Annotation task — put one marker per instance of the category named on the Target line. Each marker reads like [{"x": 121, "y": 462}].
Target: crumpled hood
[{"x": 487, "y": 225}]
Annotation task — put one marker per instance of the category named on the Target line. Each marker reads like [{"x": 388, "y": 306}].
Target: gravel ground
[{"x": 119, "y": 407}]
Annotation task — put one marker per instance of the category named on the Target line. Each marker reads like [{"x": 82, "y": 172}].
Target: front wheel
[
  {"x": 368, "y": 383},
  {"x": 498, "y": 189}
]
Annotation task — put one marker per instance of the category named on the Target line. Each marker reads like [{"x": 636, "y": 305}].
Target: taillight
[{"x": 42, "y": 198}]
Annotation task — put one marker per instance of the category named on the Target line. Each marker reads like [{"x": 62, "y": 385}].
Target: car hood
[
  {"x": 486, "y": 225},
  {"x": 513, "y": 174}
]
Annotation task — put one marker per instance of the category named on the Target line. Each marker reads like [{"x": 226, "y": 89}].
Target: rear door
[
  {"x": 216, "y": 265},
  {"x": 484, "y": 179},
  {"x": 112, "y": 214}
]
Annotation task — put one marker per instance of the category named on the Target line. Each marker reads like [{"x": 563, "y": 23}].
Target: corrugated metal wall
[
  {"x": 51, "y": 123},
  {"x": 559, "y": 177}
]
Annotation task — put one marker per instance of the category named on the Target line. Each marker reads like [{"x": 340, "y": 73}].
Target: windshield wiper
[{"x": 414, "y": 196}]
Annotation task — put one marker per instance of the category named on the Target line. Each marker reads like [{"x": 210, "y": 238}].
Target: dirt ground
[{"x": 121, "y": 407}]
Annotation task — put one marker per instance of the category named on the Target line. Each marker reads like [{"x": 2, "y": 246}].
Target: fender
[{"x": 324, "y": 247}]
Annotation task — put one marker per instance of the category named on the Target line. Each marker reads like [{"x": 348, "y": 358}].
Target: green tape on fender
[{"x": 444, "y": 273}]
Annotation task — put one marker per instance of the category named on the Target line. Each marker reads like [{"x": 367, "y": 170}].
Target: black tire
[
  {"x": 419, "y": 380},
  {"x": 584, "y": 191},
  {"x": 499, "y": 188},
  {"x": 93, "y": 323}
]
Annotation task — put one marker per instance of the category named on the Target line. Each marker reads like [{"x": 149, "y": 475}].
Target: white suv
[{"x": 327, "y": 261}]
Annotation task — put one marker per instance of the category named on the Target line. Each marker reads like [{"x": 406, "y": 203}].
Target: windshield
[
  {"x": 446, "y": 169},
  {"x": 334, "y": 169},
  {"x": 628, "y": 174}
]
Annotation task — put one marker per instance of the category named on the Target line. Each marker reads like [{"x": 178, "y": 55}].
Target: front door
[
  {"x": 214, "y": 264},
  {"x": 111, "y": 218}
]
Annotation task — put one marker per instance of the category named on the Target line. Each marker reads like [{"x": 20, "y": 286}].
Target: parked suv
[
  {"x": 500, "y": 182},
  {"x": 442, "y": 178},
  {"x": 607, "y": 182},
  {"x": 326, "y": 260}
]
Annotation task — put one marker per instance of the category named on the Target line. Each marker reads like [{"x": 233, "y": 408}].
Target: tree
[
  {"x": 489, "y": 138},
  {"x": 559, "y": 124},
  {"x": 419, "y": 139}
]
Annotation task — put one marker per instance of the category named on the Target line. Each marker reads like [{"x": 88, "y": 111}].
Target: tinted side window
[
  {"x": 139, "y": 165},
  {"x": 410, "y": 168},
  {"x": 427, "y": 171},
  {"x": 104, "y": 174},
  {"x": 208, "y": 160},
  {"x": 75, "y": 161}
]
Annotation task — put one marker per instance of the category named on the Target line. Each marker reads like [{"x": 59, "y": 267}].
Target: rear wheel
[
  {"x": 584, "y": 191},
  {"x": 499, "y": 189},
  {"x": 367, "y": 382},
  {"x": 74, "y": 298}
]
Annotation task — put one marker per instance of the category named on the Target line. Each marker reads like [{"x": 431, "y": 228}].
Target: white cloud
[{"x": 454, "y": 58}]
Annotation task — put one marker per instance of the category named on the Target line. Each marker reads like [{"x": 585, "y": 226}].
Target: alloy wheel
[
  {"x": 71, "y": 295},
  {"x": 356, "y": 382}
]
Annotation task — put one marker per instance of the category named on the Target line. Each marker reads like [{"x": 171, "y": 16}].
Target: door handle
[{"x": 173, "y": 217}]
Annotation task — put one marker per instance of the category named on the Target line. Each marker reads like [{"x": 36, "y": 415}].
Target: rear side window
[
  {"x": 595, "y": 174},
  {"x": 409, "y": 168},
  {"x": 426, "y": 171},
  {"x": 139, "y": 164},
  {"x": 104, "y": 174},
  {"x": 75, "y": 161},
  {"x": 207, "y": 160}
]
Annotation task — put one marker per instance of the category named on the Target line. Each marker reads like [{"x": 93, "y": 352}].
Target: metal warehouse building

*-*-*

# What you are asked to do
Every record above is to be written out exactly.

# Solved exercise
Annotation task — put one marker per instance of the category named on the Target line. Each marker reads like [{"x": 121, "y": 462}].
Target: crumpled hood
[{"x": 487, "y": 225}]
Annotation task — put one marker per instance of the category named on the Target line. Each marker reads like [{"x": 388, "y": 306}].
Target: gravel ground
[{"x": 119, "y": 407}]
Annotation task — put one marker per instance of the category named on the Target line. Each marker reads like [{"x": 82, "y": 172}].
Target: front wheel
[
  {"x": 368, "y": 383},
  {"x": 498, "y": 189}
]
Annotation task — put one marker per instance of the category named on the Target line. Each marker reads like [{"x": 636, "y": 305}].
Target: taillight
[{"x": 42, "y": 198}]
Annotation task — put one marker per instance of the category named on the Target line. Each marker reads like [{"x": 62, "y": 385}].
Target: car hood
[
  {"x": 486, "y": 225},
  {"x": 513, "y": 174}
]
Annotation task — put one marker per instance of the category named on the Target line. Each marker reads like [{"x": 226, "y": 89}].
Target: rear door
[
  {"x": 216, "y": 265},
  {"x": 484, "y": 179},
  {"x": 112, "y": 214}
]
Annotation task — put one marker per instance of the category named on the Target line. Each marker reads like [{"x": 563, "y": 23}].
Target: corrugated metal wall
[
  {"x": 51, "y": 123},
  {"x": 559, "y": 177}
]
Annotation task — put one marker per instance of the category named on the Target line. Each marker reads like [{"x": 340, "y": 73}].
Target: windshield wiper
[{"x": 414, "y": 196}]
Annotation task — put one marker per instance of the category named on the Target line. Each marker reads like [{"x": 210, "y": 238}].
Target: dirt ground
[{"x": 121, "y": 407}]
Annotation task — put one marker per instance of the category named on the Target line. Each marker reads like [{"x": 2, "y": 246}].
Target: fender
[{"x": 324, "y": 247}]
Annotation task — put one marker per instance of the category named on the Target line. Each marker reads like [{"x": 348, "y": 358}].
Target: green tape on fender
[{"x": 444, "y": 273}]
Annotation task — put one marker per instance of the category named on the Target line. Each marker reads like [{"x": 367, "y": 170}].
Target: black tire
[
  {"x": 419, "y": 380},
  {"x": 584, "y": 191},
  {"x": 499, "y": 188},
  {"x": 93, "y": 323}
]
Annotation task — put one marker per instance of the category named on the Target line. Each marker reads like [{"x": 149, "y": 475}].
Target: white suv
[{"x": 327, "y": 261}]
Annotation task — put one marker per instance of the category named on the Target line. Each marker reads like [{"x": 406, "y": 203}].
Target: windshield
[
  {"x": 446, "y": 169},
  {"x": 334, "y": 169},
  {"x": 628, "y": 174}
]
Annotation task — put one marker per instance of the category named on the Target line. Each marker reads like [{"x": 178, "y": 55}].
Target: front door
[
  {"x": 214, "y": 264},
  {"x": 111, "y": 218}
]
Annotation task — put one marker per instance of the category named on the Target line. Each marker reads like [{"x": 20, "y": 286}].
Target: parked suv
[
  {"x": 500, "y": 182},
  {"x": 442, "y": 178},
  {"x": 607, "y": 182},
  {"x": 326, "y": 260}
]
Annotation task — put one marker per instance of the category named on the Target line. Each marker reads like [{"x": 233, "y": 408}].
Target: tree
[
  {"x": 489, "y": 138},
  {"x": 559, "y": 124},
  {"x": 419, "y": 139}
]
Annotation task — put one marker per instance of the category named on the Target line. Each marker reads like [{"x": 88, "y": 111}].
Target: tinted side window
[
  {"x": 139, "y": 165},
  {"x": 410, "y": 168},
  {"x": 427, "y": 171},
  {"x": 104, "y": 174},
  {"x": 208, "y": 160},
  {"x": 75, "y": 161}
]
Annotation task — put one marker per instance of the category named on the Target line. Each marker reads like [{"x": 59, "y": 267}].
Target: rear wheel
[
  {"x": 584, "y": 191},
  {"x": 499, "y": 189},
  {"x": 367, "y": 382},
  {"x": 74, "y": 298}
]
Annotation task — put one marker per instance of the category named on the Target line. Each marker reads like [{"x": 431, "y": 228}].
Target: white cloud
[{"x": 454, "y": 58}]
Annotation task — put one marker per instance of the category named on the Target line. Each marker reads like [{"x": 585, "y": 226}].
Target: alloy wheel
[
  {"x": 71, "y": 295},
  {"x": 356, "y": 382}
]
Annotation task — put one marker per instance of the category named on the Target line. Each marker reads like [{"x": 171, "y": 16}].
Target: door handle
[{"x": 173, "y": 217}]
Annotation task — put one marker per instance of the category named on the Target line. Each marker reads like [{"x": 36, "y": 415}].
Target: rear side window
[
  {"x": 595, "y": 174},
  {"x": 409, "y": 168},
  {"x": 426, "y": 171},
  {"x": 139, "y": 164},
  {"x": 104, "y": 174},
  {"x": 75, "y": 161},
  {"x": 207, "y": 160}
]
Annotation task — put one marker per instance of the category named on the Target line. Each marker reads like [{"x": 93, "y": 352}].
Target: metal warehouse building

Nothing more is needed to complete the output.